◆ **Requirement**
Transcribe every line exactly and omit anything that is a picture.

(Shape boundary entries)
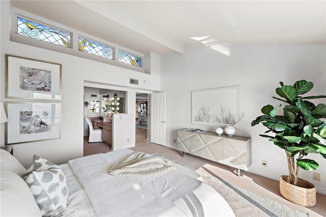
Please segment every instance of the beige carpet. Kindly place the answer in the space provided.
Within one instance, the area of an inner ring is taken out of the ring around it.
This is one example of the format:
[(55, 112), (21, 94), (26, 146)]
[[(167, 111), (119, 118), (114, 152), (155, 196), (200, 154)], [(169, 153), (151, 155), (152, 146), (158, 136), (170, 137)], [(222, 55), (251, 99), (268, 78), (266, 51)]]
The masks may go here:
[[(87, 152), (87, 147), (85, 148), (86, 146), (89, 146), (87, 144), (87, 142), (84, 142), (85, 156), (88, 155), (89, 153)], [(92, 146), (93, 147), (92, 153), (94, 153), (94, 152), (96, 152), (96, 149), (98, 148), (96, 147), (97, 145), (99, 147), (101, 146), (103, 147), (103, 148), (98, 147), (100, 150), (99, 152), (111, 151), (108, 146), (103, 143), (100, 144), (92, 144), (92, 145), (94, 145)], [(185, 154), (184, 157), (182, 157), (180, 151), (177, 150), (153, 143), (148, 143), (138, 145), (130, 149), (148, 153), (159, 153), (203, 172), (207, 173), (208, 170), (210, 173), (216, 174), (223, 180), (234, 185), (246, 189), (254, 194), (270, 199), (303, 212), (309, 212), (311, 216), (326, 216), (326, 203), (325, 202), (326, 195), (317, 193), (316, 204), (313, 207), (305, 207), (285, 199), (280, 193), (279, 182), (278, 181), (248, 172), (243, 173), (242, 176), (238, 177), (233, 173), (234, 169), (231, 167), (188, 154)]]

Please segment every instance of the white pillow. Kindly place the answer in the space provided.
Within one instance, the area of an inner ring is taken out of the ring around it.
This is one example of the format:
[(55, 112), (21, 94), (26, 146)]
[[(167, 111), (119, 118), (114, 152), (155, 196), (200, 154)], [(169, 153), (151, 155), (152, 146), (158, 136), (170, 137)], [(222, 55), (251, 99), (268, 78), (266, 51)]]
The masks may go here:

◆ **Exercise solution**
Please segment every instance of the beige carpet. Kindly place the answer in the space provided.
Within one instance, the area of an inner ring is taken out of the ring around it.
This is one example of the format:
[(55, 112), (21, 94), (26, 146)]
[[(167, 111), (119, 118), (114, 152), (155, 196), (200, 154)], [(169, 153), (151, 155), (152, 146), (158, 136), (170, 137)], [(222, 55), (251, 99), (268, 78), (266, 51)]]
The masks may go here:
[[(87, 152), (87, 147), (85, 148), (86, 146), (89, 146), (87, 144), (87, 142), (84, 142), (85, 156), (88, 155), (89, 153)], [(92, 146), (93, 147), (92, 153), (94, 153), (94, 152), (96, 152), (96, 149), (98, 148), (96, 147), (97, 145), (99, 147), (101, 146), (103, 147), (103, 148), (98, 147), (100, 150), (99, 152), (111, 151), (108, 146), (103, 143), (100, 144), (92, 144), (92, 145), (94, 145)], [(185, 154), (184, 157), (182, 157), (180, 151), (177, 150), (153, 143), (148, 143), (138, 145), (130, 149), (148, 153), (159, 153), (203, 172), (207, 173), (208, 170), (210, 173), (216, 174), (223, 180), (234, 185), (246, 189), (254, 194), (270, 199), (303, 212), (309, 212), (311, 216), (326, 216), (326, 203), (325, 202), (326, 195), (317, 193), (316, 204), (313, 207), (305, 207), (285, 199), (280, 193), (279, 182), (278, 181), (248, 172), (243, 173), (242, 176), (238, 177), (233, 173), (234, 169), (231, 167), (188, 154)]]

Please segment every instance of the white pillow. Kindly place the answer in the space provided.
Within one instance, the area of an inner ring is taken out of the ring around it.
This is one example of the format:
[(55, 112), (21, 94), (26, 146)]
[[(167, 111), (119, 118), (114, 152), (155, 196), (200, 154)], [(169, 153), (151, 155), (152, 146), (158, 136), (170, 137)], [(222, 55), (251, 99), (268, 78), (266, 51)]]
The masks may go here:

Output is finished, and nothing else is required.